- [Provided data]:

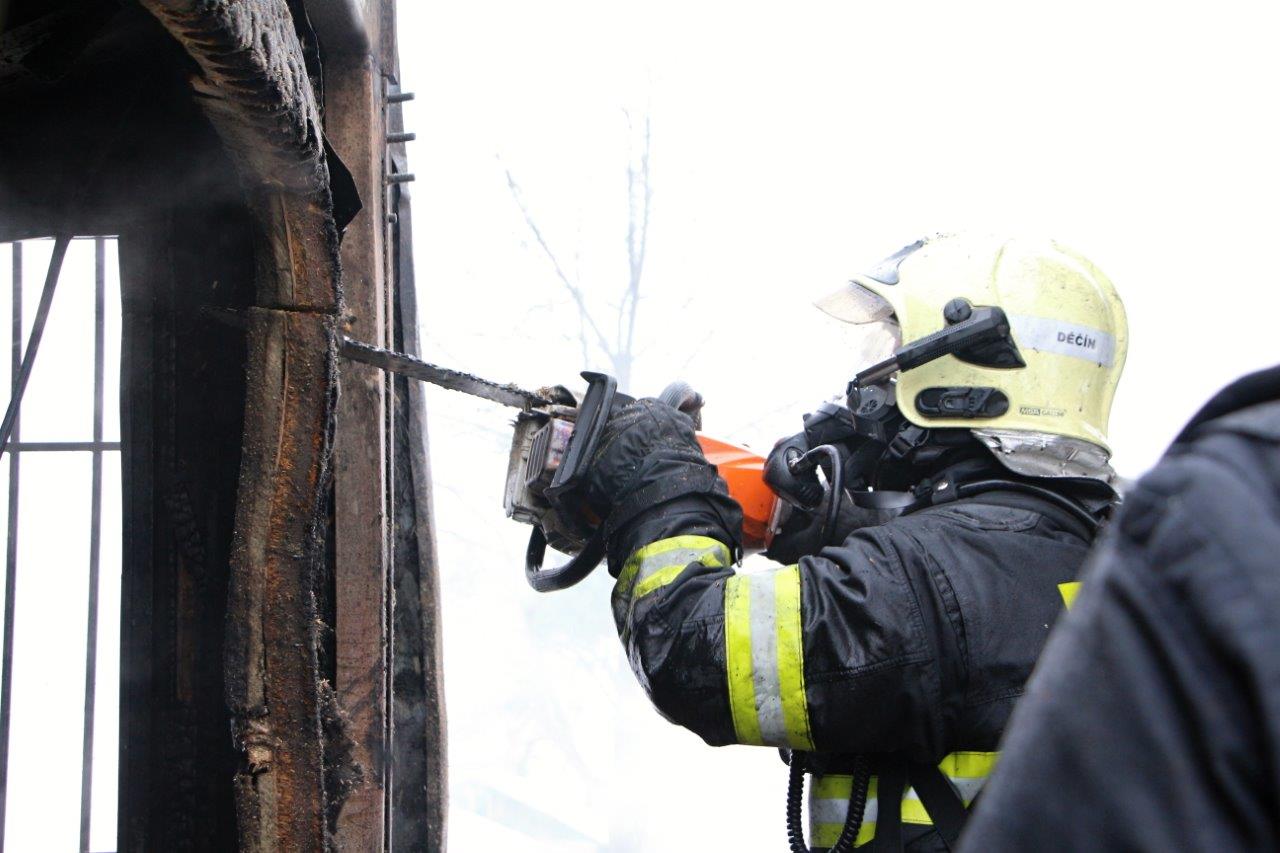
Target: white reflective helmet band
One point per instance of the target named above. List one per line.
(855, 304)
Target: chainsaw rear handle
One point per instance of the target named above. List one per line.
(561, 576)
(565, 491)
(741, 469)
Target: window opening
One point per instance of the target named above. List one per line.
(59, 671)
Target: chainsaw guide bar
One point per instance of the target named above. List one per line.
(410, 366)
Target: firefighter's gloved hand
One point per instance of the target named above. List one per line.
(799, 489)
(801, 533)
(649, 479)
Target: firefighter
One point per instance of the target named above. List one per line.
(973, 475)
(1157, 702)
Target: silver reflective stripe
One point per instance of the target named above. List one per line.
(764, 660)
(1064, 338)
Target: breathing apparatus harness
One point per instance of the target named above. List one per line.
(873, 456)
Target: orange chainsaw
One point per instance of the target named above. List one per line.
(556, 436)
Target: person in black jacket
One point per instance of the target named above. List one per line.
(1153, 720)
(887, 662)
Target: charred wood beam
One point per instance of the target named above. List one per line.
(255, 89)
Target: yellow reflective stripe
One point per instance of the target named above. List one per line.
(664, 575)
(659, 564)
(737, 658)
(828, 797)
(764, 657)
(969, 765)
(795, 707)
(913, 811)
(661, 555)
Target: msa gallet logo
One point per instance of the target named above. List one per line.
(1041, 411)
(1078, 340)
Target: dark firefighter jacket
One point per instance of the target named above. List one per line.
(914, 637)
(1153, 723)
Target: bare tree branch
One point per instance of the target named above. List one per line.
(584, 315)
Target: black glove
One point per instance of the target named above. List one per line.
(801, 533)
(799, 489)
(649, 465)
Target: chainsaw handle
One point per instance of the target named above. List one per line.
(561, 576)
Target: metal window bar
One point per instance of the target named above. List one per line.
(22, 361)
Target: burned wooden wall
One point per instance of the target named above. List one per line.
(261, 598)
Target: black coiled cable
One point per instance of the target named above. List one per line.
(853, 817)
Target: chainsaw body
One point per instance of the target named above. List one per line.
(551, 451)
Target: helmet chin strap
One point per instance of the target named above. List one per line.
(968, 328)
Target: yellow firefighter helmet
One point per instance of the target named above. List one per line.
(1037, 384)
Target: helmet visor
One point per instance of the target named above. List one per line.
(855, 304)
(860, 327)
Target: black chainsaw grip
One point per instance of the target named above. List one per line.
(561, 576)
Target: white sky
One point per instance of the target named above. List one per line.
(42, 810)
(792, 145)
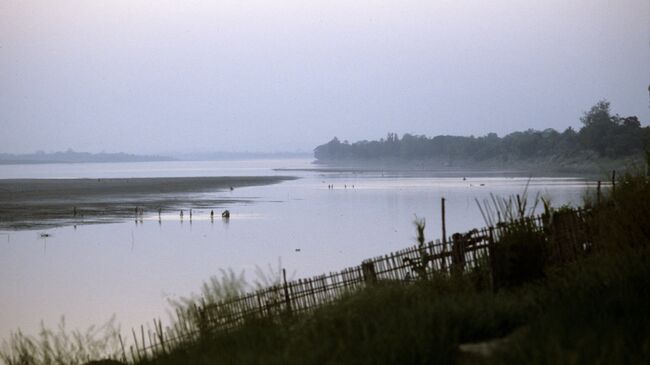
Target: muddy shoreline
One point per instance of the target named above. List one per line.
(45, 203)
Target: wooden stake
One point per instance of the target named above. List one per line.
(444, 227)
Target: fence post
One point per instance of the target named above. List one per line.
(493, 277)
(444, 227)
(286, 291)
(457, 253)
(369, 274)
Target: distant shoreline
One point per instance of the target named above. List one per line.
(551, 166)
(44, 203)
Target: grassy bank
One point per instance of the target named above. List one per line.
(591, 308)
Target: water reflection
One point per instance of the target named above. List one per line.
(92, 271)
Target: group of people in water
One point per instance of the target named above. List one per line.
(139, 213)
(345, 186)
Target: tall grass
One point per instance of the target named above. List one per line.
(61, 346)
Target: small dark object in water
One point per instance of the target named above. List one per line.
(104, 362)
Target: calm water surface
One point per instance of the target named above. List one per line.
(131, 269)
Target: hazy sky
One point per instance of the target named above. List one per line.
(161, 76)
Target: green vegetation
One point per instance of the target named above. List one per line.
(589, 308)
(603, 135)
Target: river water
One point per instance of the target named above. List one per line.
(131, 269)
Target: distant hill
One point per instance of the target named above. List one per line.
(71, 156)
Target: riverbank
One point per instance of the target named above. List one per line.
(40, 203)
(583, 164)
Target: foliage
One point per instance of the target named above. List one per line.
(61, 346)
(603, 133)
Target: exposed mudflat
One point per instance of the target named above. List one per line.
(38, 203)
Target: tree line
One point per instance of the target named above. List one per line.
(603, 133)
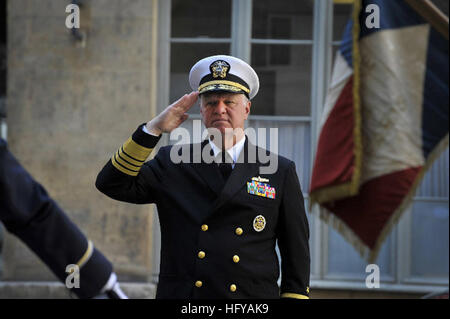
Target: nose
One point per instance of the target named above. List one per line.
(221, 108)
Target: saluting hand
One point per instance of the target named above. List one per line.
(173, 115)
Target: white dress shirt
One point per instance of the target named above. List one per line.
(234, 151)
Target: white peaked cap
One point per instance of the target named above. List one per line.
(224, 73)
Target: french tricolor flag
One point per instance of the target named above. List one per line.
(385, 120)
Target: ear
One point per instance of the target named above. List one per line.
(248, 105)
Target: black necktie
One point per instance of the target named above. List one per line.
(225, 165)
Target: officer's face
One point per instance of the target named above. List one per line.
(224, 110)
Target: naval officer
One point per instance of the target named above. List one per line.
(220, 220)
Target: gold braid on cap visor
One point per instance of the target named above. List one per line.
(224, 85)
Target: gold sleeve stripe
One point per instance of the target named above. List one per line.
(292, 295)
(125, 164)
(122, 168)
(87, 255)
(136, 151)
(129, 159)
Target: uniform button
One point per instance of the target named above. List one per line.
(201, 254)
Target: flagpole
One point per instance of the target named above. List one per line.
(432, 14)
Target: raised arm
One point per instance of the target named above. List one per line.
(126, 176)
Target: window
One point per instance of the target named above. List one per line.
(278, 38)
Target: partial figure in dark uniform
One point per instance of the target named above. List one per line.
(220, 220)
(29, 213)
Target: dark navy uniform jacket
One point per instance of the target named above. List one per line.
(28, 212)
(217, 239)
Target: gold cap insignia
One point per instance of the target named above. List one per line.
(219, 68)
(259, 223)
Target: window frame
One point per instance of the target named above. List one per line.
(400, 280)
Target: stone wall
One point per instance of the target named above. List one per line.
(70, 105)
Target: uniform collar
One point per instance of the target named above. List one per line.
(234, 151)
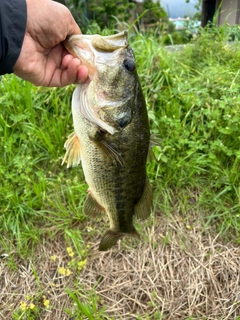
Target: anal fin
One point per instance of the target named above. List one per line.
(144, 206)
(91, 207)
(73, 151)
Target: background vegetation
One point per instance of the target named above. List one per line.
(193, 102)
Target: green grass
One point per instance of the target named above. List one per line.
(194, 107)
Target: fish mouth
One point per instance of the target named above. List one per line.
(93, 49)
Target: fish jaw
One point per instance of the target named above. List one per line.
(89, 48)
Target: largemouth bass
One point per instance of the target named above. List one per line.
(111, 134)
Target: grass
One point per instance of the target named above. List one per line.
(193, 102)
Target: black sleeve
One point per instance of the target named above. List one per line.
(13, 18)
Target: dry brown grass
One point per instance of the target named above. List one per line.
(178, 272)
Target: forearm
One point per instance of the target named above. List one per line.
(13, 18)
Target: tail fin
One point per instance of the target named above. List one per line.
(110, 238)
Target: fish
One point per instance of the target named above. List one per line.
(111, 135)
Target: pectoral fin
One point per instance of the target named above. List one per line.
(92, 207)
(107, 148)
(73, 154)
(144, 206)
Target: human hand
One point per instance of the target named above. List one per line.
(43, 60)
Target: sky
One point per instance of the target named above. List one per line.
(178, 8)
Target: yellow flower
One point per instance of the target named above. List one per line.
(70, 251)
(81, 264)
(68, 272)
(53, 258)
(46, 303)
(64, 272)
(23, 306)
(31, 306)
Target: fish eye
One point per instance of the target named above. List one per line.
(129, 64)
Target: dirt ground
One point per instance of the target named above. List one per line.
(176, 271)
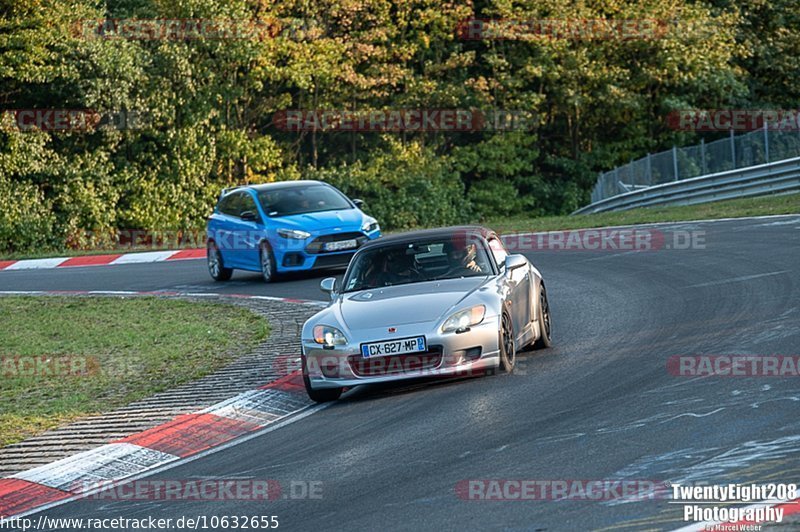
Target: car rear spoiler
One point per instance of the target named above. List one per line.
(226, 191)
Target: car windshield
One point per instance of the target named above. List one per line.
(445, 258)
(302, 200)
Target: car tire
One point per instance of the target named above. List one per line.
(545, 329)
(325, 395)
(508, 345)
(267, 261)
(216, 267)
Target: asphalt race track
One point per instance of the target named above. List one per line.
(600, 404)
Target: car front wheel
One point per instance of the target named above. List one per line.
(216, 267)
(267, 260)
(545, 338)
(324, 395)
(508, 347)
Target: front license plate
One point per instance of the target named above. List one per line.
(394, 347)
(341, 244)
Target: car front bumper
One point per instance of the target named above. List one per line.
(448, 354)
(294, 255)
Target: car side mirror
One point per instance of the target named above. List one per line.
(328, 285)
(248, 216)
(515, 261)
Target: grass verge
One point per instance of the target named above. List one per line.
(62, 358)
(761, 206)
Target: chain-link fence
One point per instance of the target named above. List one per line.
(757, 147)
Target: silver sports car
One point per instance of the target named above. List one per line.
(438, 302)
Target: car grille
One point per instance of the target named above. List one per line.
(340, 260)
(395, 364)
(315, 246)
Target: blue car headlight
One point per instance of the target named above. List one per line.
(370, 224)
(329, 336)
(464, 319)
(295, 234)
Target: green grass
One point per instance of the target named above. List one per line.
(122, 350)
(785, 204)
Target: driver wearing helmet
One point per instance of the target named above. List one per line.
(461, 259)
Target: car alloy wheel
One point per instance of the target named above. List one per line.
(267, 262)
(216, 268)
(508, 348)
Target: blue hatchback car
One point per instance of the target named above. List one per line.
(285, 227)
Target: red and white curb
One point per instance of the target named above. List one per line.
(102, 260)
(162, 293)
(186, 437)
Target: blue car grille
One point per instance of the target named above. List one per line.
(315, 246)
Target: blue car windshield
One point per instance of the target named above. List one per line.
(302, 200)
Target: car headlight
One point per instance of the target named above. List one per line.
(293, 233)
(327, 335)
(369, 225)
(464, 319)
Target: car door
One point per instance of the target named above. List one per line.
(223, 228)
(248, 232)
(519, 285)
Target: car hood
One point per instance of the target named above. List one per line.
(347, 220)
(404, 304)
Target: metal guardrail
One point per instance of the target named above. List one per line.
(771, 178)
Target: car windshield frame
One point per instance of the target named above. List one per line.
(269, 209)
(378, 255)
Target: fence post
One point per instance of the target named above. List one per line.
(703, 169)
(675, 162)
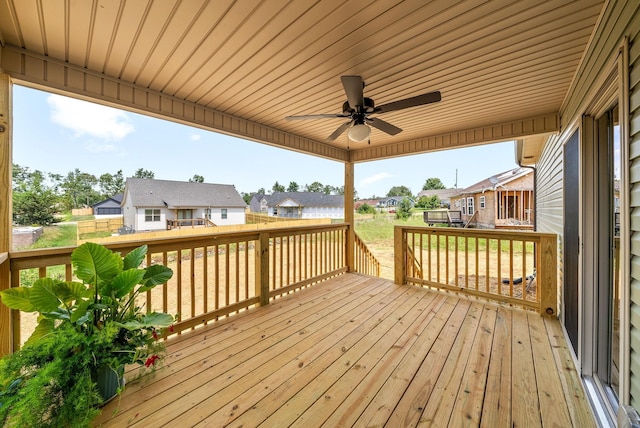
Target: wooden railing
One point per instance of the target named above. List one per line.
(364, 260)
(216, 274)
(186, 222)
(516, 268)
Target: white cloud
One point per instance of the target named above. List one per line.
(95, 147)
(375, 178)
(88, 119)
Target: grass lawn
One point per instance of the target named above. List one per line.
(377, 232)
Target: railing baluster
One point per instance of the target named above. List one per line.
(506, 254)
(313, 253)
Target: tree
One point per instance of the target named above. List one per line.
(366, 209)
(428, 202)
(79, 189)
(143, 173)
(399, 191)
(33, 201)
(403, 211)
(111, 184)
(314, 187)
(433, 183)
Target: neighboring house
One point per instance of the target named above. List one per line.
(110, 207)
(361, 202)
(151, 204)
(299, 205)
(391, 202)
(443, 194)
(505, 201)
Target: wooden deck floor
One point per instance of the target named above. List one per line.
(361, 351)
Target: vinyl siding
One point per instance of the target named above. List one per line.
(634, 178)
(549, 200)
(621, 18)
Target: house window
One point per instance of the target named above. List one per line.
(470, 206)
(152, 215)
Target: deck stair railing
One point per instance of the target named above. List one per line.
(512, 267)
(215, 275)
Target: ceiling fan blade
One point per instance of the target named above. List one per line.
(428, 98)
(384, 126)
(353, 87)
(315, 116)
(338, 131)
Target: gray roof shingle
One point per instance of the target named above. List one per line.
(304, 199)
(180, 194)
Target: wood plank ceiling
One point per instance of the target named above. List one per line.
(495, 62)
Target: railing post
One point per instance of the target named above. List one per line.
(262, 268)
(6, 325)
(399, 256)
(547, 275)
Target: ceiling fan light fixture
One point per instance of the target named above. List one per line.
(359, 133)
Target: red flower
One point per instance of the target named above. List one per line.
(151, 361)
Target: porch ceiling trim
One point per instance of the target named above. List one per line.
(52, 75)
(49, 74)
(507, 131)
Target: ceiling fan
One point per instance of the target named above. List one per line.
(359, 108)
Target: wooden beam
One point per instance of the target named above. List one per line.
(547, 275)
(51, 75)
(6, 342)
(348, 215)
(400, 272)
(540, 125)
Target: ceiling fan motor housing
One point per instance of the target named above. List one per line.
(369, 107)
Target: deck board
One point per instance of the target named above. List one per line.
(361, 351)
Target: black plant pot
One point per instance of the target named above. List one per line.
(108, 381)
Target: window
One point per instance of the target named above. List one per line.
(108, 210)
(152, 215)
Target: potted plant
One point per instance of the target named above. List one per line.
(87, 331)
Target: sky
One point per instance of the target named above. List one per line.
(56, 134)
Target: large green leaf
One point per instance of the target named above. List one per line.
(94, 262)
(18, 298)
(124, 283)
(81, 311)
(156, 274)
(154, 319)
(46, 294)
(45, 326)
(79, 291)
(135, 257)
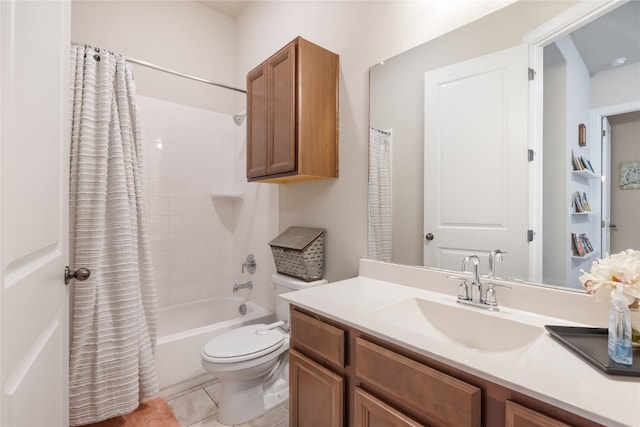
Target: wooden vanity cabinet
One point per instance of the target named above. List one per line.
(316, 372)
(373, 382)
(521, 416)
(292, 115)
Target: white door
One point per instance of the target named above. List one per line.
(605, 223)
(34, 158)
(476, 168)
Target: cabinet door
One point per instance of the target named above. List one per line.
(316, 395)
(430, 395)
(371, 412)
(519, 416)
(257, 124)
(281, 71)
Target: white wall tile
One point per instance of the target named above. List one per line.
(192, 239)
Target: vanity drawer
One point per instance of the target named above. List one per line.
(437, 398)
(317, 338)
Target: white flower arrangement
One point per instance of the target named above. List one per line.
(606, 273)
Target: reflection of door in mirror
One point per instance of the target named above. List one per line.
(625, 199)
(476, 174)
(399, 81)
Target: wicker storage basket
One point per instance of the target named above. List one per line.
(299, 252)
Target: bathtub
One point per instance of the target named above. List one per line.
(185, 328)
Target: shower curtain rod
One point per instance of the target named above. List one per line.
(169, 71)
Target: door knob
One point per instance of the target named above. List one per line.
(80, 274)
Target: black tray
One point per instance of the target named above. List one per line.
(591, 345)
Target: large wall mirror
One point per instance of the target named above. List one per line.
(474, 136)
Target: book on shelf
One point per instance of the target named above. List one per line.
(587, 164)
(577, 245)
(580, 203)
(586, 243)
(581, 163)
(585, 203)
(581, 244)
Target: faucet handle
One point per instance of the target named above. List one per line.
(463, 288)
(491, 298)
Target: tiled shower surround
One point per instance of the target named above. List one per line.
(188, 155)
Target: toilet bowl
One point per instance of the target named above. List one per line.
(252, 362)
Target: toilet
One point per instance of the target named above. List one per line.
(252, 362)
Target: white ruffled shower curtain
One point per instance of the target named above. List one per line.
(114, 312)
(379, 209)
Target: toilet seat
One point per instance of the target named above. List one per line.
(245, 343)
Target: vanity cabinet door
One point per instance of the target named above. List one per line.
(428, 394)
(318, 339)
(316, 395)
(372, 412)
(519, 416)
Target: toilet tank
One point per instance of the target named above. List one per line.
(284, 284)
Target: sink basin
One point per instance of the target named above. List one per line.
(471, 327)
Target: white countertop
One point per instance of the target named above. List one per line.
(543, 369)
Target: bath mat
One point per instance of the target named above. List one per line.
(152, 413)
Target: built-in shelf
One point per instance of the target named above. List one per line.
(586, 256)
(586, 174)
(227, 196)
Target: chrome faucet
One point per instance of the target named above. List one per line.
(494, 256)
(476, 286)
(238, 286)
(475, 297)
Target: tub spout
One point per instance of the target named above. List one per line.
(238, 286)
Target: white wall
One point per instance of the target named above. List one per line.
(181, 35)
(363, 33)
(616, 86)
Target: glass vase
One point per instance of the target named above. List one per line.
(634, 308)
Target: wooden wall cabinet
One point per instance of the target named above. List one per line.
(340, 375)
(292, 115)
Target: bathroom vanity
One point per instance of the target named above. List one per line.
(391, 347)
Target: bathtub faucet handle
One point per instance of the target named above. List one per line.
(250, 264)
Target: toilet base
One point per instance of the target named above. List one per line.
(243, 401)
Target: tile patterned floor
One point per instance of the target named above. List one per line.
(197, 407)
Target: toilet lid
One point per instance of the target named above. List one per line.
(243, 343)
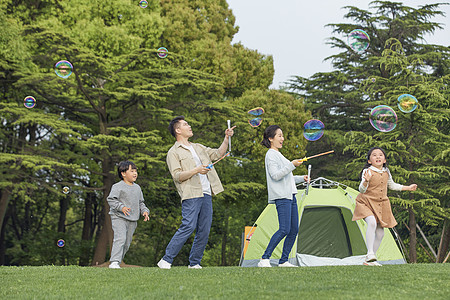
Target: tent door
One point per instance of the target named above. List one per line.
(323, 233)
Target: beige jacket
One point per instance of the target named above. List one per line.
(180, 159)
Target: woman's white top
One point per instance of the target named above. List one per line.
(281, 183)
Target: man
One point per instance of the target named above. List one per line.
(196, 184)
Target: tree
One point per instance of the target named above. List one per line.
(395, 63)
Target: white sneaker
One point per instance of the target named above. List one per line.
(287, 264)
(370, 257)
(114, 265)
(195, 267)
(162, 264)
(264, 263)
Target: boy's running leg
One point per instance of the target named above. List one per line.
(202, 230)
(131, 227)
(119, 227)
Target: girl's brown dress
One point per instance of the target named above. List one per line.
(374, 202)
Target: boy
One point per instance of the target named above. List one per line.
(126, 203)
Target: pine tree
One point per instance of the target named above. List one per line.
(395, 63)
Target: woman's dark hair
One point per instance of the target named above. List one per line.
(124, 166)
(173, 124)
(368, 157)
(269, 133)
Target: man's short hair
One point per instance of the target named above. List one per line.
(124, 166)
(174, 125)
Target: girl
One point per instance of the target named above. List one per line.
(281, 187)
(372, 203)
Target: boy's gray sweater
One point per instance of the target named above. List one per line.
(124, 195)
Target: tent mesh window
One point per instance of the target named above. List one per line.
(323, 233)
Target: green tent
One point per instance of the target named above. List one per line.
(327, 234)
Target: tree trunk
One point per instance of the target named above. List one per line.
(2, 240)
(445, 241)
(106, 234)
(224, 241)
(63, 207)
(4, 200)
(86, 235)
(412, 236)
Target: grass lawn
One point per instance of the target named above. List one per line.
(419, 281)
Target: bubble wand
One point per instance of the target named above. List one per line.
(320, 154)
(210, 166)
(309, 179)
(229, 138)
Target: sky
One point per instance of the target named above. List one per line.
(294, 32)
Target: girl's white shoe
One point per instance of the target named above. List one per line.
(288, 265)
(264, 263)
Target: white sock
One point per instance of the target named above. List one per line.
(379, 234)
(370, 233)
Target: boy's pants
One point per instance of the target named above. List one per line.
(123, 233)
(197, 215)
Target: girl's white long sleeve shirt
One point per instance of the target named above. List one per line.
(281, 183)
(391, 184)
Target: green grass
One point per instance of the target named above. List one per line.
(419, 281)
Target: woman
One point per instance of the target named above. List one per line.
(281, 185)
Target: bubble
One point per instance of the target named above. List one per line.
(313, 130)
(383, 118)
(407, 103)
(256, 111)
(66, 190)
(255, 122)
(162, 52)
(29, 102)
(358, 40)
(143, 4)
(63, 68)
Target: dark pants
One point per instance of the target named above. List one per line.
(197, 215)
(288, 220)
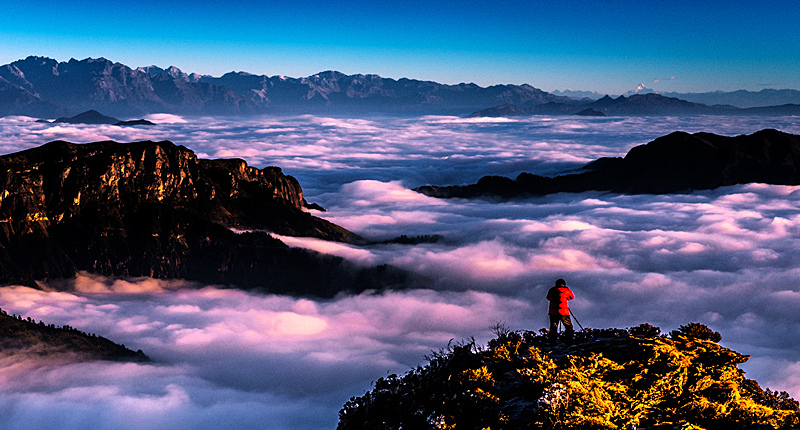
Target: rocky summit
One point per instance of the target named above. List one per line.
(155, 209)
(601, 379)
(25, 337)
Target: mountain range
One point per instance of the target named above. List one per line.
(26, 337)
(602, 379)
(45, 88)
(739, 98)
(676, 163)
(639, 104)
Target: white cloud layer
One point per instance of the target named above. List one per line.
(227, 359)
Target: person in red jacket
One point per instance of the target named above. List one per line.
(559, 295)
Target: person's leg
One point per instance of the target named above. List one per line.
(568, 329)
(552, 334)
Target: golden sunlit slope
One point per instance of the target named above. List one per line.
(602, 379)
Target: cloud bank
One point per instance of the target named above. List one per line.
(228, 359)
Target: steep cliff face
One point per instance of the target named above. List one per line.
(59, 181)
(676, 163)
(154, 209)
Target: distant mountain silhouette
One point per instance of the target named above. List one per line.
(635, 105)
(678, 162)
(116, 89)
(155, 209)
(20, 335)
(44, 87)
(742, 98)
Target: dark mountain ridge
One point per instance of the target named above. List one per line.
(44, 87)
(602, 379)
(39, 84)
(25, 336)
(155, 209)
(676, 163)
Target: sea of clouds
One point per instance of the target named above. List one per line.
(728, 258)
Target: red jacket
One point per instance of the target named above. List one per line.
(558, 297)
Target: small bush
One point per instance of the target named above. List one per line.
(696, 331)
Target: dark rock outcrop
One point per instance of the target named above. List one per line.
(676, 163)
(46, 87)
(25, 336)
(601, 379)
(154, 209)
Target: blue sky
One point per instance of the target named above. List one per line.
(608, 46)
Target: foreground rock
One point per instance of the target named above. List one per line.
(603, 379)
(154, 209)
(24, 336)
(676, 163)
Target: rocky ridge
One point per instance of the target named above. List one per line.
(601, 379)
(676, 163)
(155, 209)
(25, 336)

- [Task objective]:
What are the lines from the one with "Target: golden sunlit slope" through the last line of the records above? Quote them exactly and add nothing.

- [Answer to this exercise]:
Target: golden sunlit slope
One point per instance of the target named above. List one per line.
(602, 379)
Target: cloud bank
One point per instance of the target named above. List one per line.
(228, 359)
Target: steep cliff face
One point per instance of the target named above. List one per line.
(59, 181)
(676, 163)
(154, 209)
Target: distant mountain silhouette
One point per instance of the target named above. List one per line.
(635, 105)
(678, 162)
(116, 89)
(155, 209)
(20, 335)
(44, 87)
(742, 98)
Target: dark mountain ridge
One point per instance of the target named above. List one per line.
(44, 87)
(602, 379)
(39, 84)
(25, 336)
(155, 209)
(676, 163)
Target: sea of clouds
One point per instance of the target named above. List one per line.
(728, 258)
Target: red jacket
One point per instance of the target named above. List one per line.
(558, 297)
Target: small bush
One point per instance of the target named above. List one per line.
(696, 331)
Target: dark rock outcrop
One point per instance of the target named above. List one per line.
(676, 163)
(46, 87)
(25, 336)
(601, 379)
(154, 209)
Target: blue sky
One point per instance of the target named above. List one per line.
(608, 46)
Target: foreground rock
One point per instance of the target named above. List one per line.
(603, 379)
(154, 209)
(24, 336)
(676, 163)
Target: rocky ridge
One point per instance of the target named above. List one per line.
(601, 379)
(676, 163)
(155, 209)
(25, 336)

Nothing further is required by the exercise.